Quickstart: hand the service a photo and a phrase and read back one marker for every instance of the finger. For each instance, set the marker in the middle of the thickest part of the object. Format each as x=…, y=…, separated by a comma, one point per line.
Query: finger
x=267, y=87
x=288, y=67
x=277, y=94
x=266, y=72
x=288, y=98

§ **About this task**
From the first line to the last, write out the data exactly.

§ **Exercise response**
Quickstart: hand the service a photo and a phrase and read back one marker for every instance of the finger. For each instance, set the marker in the middle of the thickest part of the object. Format each as x=…, y=…, separated by a comma, one point per line.
Query: finger
x=267, y=87
x=288, y=67
x=277, y=94
x=266, y=72
x=288, y=98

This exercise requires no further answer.